### Provided information

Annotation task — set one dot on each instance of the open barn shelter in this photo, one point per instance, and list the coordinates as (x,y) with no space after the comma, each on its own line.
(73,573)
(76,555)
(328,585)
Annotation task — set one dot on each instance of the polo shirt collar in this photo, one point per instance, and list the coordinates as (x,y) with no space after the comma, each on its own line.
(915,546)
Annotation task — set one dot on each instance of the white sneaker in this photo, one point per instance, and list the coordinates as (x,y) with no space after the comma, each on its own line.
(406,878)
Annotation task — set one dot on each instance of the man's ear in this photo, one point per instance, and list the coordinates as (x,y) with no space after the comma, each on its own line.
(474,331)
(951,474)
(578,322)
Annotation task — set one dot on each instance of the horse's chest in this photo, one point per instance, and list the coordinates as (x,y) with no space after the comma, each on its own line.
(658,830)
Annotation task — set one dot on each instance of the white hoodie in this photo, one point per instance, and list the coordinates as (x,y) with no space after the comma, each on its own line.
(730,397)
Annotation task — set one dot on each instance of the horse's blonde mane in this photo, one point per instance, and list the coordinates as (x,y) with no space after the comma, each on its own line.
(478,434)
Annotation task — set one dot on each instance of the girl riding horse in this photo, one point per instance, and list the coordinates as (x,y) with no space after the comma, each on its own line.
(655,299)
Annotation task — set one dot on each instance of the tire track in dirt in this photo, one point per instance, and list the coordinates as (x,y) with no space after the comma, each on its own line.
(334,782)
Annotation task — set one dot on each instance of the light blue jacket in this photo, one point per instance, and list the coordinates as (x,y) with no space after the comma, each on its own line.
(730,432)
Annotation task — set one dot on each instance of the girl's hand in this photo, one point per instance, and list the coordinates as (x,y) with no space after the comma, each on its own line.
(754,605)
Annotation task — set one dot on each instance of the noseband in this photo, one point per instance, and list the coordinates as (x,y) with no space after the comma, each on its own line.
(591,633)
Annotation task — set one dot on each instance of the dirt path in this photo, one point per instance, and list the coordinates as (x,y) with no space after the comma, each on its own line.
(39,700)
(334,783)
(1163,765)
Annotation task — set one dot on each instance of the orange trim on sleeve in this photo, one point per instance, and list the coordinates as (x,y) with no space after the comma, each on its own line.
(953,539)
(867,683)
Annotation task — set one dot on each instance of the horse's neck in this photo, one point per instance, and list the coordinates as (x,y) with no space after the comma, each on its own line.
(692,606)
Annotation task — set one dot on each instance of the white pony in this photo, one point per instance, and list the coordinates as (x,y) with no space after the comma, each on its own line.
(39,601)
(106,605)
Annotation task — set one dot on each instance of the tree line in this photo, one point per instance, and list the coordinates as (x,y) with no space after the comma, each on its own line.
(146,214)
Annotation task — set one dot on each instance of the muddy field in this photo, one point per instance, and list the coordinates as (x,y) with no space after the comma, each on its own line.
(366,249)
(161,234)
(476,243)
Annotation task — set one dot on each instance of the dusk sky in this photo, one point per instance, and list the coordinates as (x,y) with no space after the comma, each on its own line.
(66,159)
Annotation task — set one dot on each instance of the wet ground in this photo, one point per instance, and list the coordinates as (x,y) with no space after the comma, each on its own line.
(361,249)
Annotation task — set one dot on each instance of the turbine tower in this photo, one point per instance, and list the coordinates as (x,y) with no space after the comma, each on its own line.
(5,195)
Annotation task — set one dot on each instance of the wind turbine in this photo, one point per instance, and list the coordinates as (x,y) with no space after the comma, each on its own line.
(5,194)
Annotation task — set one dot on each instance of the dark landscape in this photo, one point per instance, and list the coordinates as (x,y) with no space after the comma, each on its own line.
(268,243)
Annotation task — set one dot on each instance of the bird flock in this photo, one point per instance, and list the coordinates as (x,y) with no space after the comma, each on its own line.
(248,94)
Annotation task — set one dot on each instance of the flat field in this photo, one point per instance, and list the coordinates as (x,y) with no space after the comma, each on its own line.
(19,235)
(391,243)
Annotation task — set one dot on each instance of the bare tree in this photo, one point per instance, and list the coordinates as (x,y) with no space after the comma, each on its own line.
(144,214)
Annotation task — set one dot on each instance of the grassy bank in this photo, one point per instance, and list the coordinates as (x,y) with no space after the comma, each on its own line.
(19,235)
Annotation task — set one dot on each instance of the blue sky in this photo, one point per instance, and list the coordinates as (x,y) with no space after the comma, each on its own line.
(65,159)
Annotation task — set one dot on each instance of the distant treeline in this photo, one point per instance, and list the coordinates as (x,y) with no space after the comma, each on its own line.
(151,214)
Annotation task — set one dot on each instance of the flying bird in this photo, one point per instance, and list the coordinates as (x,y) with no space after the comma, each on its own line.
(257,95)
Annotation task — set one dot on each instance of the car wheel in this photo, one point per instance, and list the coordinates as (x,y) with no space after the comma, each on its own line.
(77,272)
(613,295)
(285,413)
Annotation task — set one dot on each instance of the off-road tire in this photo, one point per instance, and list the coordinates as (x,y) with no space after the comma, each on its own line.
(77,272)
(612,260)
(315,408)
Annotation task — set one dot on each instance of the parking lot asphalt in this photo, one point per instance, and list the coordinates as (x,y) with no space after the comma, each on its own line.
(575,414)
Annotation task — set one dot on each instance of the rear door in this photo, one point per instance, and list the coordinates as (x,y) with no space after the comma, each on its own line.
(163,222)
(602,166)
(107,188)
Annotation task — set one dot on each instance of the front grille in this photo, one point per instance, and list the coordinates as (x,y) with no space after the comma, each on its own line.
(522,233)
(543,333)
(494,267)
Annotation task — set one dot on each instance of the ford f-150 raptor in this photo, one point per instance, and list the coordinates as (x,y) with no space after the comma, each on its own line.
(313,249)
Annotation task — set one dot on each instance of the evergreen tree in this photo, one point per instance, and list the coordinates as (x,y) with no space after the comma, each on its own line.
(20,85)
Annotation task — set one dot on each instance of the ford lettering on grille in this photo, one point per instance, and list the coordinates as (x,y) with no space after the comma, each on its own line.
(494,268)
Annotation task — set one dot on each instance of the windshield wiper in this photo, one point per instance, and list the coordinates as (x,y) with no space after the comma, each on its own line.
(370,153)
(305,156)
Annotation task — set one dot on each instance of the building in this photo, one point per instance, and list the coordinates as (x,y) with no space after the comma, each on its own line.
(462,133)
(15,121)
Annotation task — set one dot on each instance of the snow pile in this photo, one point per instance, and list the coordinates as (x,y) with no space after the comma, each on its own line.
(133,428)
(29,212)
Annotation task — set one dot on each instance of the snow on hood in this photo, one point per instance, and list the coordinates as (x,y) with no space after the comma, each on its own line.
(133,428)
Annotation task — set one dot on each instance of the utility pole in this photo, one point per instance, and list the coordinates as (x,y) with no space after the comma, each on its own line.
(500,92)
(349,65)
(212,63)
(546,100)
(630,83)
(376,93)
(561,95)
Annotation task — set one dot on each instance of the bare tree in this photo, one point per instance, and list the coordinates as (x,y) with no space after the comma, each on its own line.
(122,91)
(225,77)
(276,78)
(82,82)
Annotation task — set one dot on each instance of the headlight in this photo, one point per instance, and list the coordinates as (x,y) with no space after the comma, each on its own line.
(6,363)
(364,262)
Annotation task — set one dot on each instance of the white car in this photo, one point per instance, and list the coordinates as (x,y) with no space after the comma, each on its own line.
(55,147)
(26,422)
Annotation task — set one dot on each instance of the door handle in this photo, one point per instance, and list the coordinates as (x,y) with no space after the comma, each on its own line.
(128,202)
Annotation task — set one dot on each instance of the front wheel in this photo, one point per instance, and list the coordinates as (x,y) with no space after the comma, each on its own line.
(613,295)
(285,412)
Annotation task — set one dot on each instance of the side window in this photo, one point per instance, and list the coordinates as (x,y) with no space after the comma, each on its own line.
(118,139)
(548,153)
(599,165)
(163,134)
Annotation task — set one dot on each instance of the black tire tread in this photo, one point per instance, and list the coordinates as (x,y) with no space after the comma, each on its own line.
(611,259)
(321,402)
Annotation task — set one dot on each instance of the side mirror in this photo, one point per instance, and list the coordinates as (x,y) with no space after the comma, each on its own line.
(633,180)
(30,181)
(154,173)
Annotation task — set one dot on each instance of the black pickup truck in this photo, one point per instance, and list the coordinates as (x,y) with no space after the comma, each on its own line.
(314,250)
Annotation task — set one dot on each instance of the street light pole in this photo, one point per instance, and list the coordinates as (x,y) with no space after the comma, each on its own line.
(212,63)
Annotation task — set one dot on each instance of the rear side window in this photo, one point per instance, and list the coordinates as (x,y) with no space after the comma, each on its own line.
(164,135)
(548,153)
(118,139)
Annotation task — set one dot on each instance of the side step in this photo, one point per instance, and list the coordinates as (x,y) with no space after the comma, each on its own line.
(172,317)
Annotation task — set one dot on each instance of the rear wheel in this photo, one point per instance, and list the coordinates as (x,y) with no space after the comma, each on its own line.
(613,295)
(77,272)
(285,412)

######

### Requirement:
Output as a numbered list every line from the one containing "of the street" through the last line of the entries, leaving out any blank lines.

### Output of the exercise:
1. Annotation task — set one dot on each instance of the street light pole in this photo, one point per instance, and list the coordinates as (x,y) with no space after the comma, each on its own line.
2. (212,63)
3. Annotation task — set one dot on each instance of the rear side window in this photo, one point per instance, and list the coordinates as (x,y) with no space after the comma, each on its own line.
4. (164,135)
5. (548,153)
6. (118,139)
7. Annotation task — set one dot on each instance of the side step in this photo, one point per instance, and list the coordinates as (x,y) with no space after the comma, each on its own line.
8. (172,317)
9. Annotation task — set one dot on each instance of the rear wheel in this photo, one point per instance, and list the coordinates as (x,y) with no space after the comma, each on its own line.
10. (613,295)
11. (77,272)
12. (285,412)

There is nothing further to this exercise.